P.S: My Mastodon account: @nyanshell@mastodon.nyanshell.com

Several years ago, I took a glimpse of Mastodon and thought I could deploy one. However, I soon forgot this matter. But recent news about Twitter makes me realize maybe it’s better to have a Twitter alternative. So after a long time of procrastination, I finally decided to deploy a Mastodon instance.

Why self-hosted: Because it’s cool. There’re many public Mastodon instances that let you create an account freely. You still need to follow their site ToS, and most of them don’t have an SLA. Since I’m using a decentralized service, deploying it myself is an interesting part(Maybe the most!), and it’s a good chance to get familiar with the ecosystem.

Service Architecture After Deployment

Mastodon Network Topology

Deploy Mastodon Instance Using Docker Swarm

Mastodon is a Ruby-written web application which relies on PostgreSQL, Redis, Elasticsearch(optional for text search). Deployment could become complicated without proper orchestration. Luckily they provide a YAML configure file for docker-compose in the repo, so we could just change some configuration and the whole service could start smoothly(almost). I just followed up instructions from these blogs to complete my deployment at my home server(Chromebook pixel 2015, 16GB i7-5500U):

Main steps:

  • Clone the repo of Mastodon.
  • Generate secret and fill into .env.production: docker run -it tootsuite/mastodon bundle exec rake secret
  • configure .env.production (LOCAL_DOMAIN, hostname of services, SECRET_KEY_BASE)
  • docker-compose build
  • PostgreSQL init: docker-compose run --rm web bundle exec rake db:migrate
  • Create admin user: docker-compose run --rm web bin/tootctl accounts create <user-name> --email <email> --confirmed --role admin
  • Create Docker stack: docker stack deploy mastodon -c docker-compose.yml

And there’re also some noticable adjustments:

  • Folder permissions, see First Run part here.
  • SMTP is not necessary if you don’t want the user registration feature(user management could complete via tootctl)
  • Run elasticsearch docker container: sysctl -w vm.max_map_count=262144 See Install Elasticsearch with Docker for details.
  • Remove services’s build . in docker-compose.yml if you don’t want to build instances from scratch(apt install may have some version issues because of some outdated package version info).

After the deployment, validate the services status with docker service ls command. If anything goes wrong, see what happened inside the container via docker logs <container-name>.

Nginx & Cloudflare Configuration

Next is to config Nginx on AWS lightsail. Because I don’t want to maintain a short period cert for TLS(e.g.: Let’s Encrypt) and expose my VPS’s IP, I chose Cloudflare’s end-to-end encryption mode. In this mode, Cloudflare gives you a self-signed certificate to communicate your server with Cloudflare, and the browsers also visit Cloudflare with encrypted traffic:

Cloudflare's end-to-end encrypts

Mastodon also provide a Nginx sample config. I only changed backend & streaming server’s IP and updated some config about SSL:

-       location / { return 301 https://$host$request_uri; }
+       ssl_certificate         /etc/ssl/cloudflare.cert.pem;
+       ssl_certificate_key     /etc/ssl/cloudflare.key.pem;
+       ssl_client_certificate /path/to/authenticated_origin_pull_ca.pem;
+       ssl_verify_client on;

Here I removed 301 redirect to avoid redirect loop error. And obviously, I don’t need a redirect when communicating with Cloudflare’s proxies. However, I wasted lot of time here.
****************************************
*Tasks for this exercise*.
a) In the Mastodon deployment post, rewrite the paragraph beginning "Next is to config Nginx" as a short bulleted list that keeps its main facts.
b) Proceed with the Mastodon deployment post past its final sentence, "However, I wasted lot of time here."

*Information supplied*.
****************************************
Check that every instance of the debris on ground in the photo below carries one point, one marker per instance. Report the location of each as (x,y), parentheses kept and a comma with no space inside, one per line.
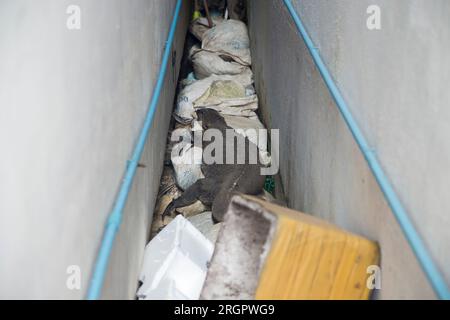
(175,263)
(269,252)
****************************************
*The replies*.
a)
- Nginx is set up on AWS Lightsail.
- Cloudflare's end-to-end encryption mode was chosen to avoid maintaining a short-lived TLS certificate such as Let's Encrypt and to avoid exposing the VPS's IP.
- In this mode, Cloudflare supplies a self-signed certificate for traffic between the server and Cloudflare.
- Browsers also connect to Cloudflare over encrypted traffic.

b)
Besides that, I also copied files in mastodon/public folder to serve js & css files.

Finally, I tried to log in with my admin account to see if everything went right, and then I found some permission issues in the postgreSQL and Redis(I missed folder privilege adjustment before). After that, everything goes smoothly.

Federation Relay

A federation relay is an intermediary server that exchanges large volumes of public posts between servers that subscribe and publish to it. It can help small and medium servers discover content from the fediverse, which would otherwise require local users manually following other people on remote servers.

I found there’re many rely servers following ActivityPub protocol could help your site switch information with other instances. I added some top servers, and then the Federated timeline amplified with lots of toots(But there is a rate limit for the federated timeline).

Issues & TODOs

  • Automatically online backup: Since I use LVM in my home server, maybe I could do the usual trick to make LVM snapshot periodically and backup the whole folder to NAS. However, it needs some toil to write scripts and configuration.
  • Public content storage:: To my surprise, the media content could occupy lots of disk space in a short time. After two days of the deployment, the media content already cost 7.71 GB (With only one active user on the server!). Because there’s only a 64GB soldered SSD on the Chromebook, the disk will run out soon. Maybe I should consider moving the content into NAS or making a cron job to clean up the cache every day. Space cost in public folder:
    620K    public/system/accounts
    9.0G    public/system/cache
    13M     public/system/media_attachments
    2.9M    public/system/site_uploads
    

Conclusion

Performance

After two days of deployment, the service runs smoothly, and the system load isn’t increased much:

Mastodon CPU Cost

The increment of network traffic is acceptable, and the whole service occupied 4GB of memory(elasticsearch used around 2.6G): Network and Memory

Seems it’s enough for the single account use case.

Deployment

Overall the whole deployment experience is good at modern microservice architecture. Especially it’s easy to create an isolated environment and do some experiments. However, if I want to make the service sustainable and decrease the risk of data loss, I need to do more investigation on Mastodon’s documentation. Because when I deploy services in this way, the details in the services are just like a blackbox (just like when I deploy LAMP services in university). Some service details (e.g., database configuration, indexes, user privileges) are easily neglected, and some issues from misconfiguration may show up in the future. Step-by-step deployment isn’t always convenient, but it always leads a peace of mind. After all, maybe I’m just not used to the docker toolchains. It’s obvious that IaC (infrastructure-as-code) could make services maintainable, and after several months I could also find what I had done before.